Each line of the data below that contains "tool" must be copied.

►

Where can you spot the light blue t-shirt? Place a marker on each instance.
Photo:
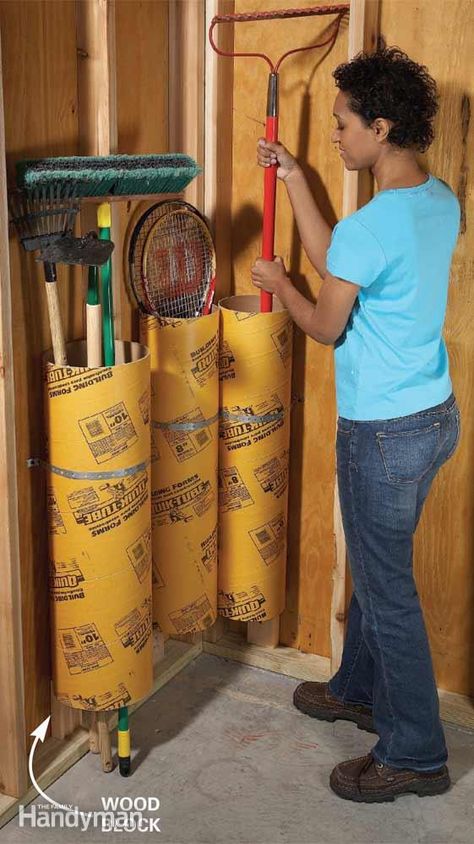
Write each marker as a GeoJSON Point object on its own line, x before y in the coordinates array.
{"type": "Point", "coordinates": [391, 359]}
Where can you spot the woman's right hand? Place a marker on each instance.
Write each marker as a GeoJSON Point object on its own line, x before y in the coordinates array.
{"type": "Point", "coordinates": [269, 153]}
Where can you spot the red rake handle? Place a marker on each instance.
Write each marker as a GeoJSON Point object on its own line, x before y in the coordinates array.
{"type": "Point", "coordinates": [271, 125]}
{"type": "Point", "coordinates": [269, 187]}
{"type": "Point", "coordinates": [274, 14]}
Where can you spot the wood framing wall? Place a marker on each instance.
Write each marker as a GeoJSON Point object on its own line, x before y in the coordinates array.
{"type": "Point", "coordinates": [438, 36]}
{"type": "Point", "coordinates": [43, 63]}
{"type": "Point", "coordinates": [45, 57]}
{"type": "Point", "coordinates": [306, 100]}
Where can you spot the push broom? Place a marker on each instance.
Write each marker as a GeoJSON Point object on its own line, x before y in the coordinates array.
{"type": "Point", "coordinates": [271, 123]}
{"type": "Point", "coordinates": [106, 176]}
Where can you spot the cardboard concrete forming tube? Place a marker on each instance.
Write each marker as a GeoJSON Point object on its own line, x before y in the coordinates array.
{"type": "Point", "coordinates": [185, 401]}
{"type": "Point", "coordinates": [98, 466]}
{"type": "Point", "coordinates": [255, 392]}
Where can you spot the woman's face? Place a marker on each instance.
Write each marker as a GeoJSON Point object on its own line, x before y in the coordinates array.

◄
►

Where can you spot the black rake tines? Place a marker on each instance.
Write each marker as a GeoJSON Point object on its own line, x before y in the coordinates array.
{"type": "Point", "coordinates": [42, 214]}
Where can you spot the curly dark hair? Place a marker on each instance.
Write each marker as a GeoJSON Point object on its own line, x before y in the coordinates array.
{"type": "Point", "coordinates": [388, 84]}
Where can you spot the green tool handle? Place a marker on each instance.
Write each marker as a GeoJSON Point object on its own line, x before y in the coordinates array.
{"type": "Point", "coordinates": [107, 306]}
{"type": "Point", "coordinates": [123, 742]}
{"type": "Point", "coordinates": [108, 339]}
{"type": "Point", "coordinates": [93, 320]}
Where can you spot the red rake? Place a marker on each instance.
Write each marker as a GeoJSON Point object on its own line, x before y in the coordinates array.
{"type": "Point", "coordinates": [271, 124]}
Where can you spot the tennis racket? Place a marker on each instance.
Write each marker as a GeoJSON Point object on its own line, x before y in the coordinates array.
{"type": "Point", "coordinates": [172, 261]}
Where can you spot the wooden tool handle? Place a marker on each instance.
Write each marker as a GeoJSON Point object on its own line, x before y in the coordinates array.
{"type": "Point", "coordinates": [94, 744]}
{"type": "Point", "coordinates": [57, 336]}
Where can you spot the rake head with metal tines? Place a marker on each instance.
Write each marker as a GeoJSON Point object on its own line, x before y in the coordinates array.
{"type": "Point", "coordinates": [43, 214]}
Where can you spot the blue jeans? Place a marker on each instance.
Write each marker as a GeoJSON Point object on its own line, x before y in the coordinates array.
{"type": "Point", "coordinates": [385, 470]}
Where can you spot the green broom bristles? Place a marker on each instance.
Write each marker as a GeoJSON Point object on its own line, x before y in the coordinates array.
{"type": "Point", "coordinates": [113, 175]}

◄

_Task solution:_
Where can you spot the green tool handle? Place a marker on each instance.
Where can you spot the wooden tool handle? Place a marker on each instance.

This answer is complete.